-- Document section --
In [1]:
import pandas as pd
import numpy as np
import re
from sklearn.feature_extraction.text import TfidfVectorizer
from sklearn.feature_extraction.text import CountVectorizer
from sklearn.metrics import f1_score
from sklearn.utils import shuffle
import nltk
from nltk import word_tokenize
from nltk.stem.snowball import SnowballStemmer
from nltk.stem import WordNetLemmatizer
from nltk.corpus import stopwords
from nltk.tokenize import sent_tokenize
from sklearn.model_selection import RandomizedSearchCV
from collections import Counter
from sklearn.svm import LinearSVC
from sklearn.naive_bayes import BernoulliNB
from sklearn.naive_bayes import GaussianNB
from sklearn.model_selection import GridSearchCV

stemmer = SnowballStemmer("english", ignore_stopwords=True)
lemmatizer = WordNetLemmatizer()
stopwords = stopwords.words('english')
np.set_printoptions(threshold=np.nan)

In [2]:
# Load data
IMDB_train = pd.read_csv('./IMDB-train.txt', sep='\t', encoding='latin-1', header=None)
IMDB_train_y = IMDB_train[:][1]
IMDB_valid = pd.read_csv('./IMDB-valid.txt', sep='\t', encoding='latin-1', header=None)
IMDB_valid_y = IMDB_valid[:][1]
IMDB_test = pd.read_csv('./IMDB-test.txt', sep='\t', encoding='latin-1', header=None)
IMDB_test_y = IMDB_test[:][1]
stemmer = SnowballStemmer("english", ignore_stopwords=True)

print("Data loaded.")

Data loaded.


In [3]:
frames = [IMDB_train, IMDB_valid]
frames_y = [IMDB_train_y, IMDB_valid_y]
IMDB_train = pd.concat(frames)
IMDB_train_y = pd.concat(frames_y)

# Preprocessing

In [4]:
def preprocessing(data):
    new_data = []
    #i = 0
    for sentence in (data[:][0]):
        new_sentence = re.sub('<.*?>', '', sentence) # remove HTML tags
        new_sentence = re.sub(r'[^\w\s]', '', new_sentence) # remove punctuation
        new_sentence = new_sentence.lower() # convert to lower case
        if new_sentence != '':
            new_data.append(new_sentence)

-- Aim 1 --
Copy the IMDB preprocessing notebook starting with "IMDB_test_y = IMDB_test[:][1]" and going on through "IMDB_train = pd.concat(frames)", swapping "Data loaded" for "Files read".
-- Aim 2 --
Write the next part of the IMDB preprocessing notebook, picking up right after its last line.

-- Data shown --

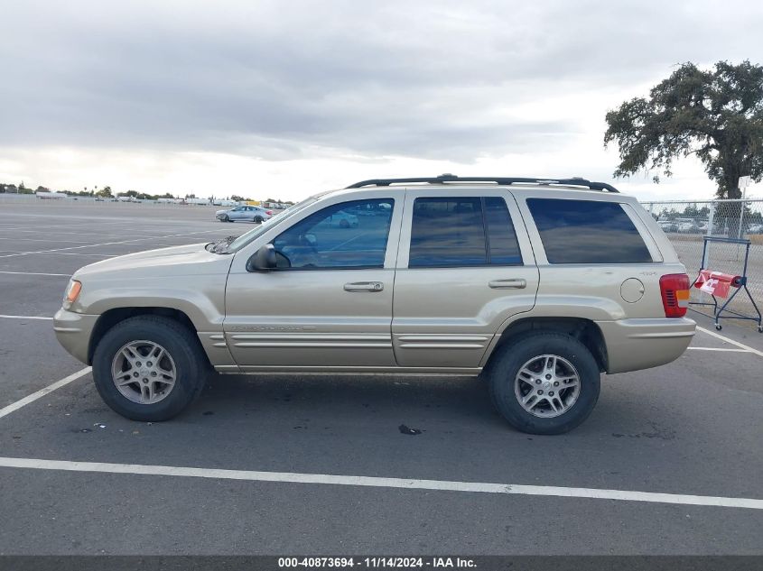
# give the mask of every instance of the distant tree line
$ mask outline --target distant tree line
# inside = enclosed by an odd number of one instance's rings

-- Response 1 --
IMDB_test_y = IMDB_test[:][1]
stemmer = SnowballStemmer("english", ignore_stopwords=True)

print("Files read.")

Files read.


In [3]:
frames = [IMDB_train, IMDB_valid]
frames_y = [IMDB_train_y, IMDB_valid_y]
IMDB_train = pd.concat(frames)

-- Response 2 --
    return new_data

In [5]:
def rm_numbers(data):
    new_data = []
    #i = 0
    for sentence in (data):
        new_sentence = re.sub("^\d+\s|\s\d+\s|\s\d+$", " ", sentence)
        if new_sentence != '':
            new_data.append(new_sentence)
    return new_data



In [6]:
IMDB_train = preprocessing(IMDB_train)
IMDB_test = preprocessing(IMDB_test)

In [57]:
IMDB_train_rm_num = rm_numbers(IMDB_train)
IMDB_test_rm_num = rm_numbers(IMDB_test)

# Bag of n-gram 

In [7]:
class LemmaTokenizer(object):
    def __init__(self):
        self.wnl = WordNetLemmatizer()
    def __call__(self, articles):
        return [self.wnl.lemmatize(t) for t in word_tokenize(articles)]

In [10]:

unigram = CountVectorizer(tokenizer=LemmaTokenizer(), analyzer='word', ngram_range=(1, 1), stop_words='english', max_features =30000)
unigram_w_sw = CountVectorizer(tokenizer=LemmaTokenizer(), analyzer='word', ngram_range=(1, 1), stop_words=None, max_features =30000)

In [11]:
train_unigram = unigram.fit_transform(IMDB_train).toarray()
test_unigram = unigram.transform(IMDB_test).toarray()


In [12]:
train_unigram_w_sw = unigram_w_sw.fit_transform(IMDB_train).toarray()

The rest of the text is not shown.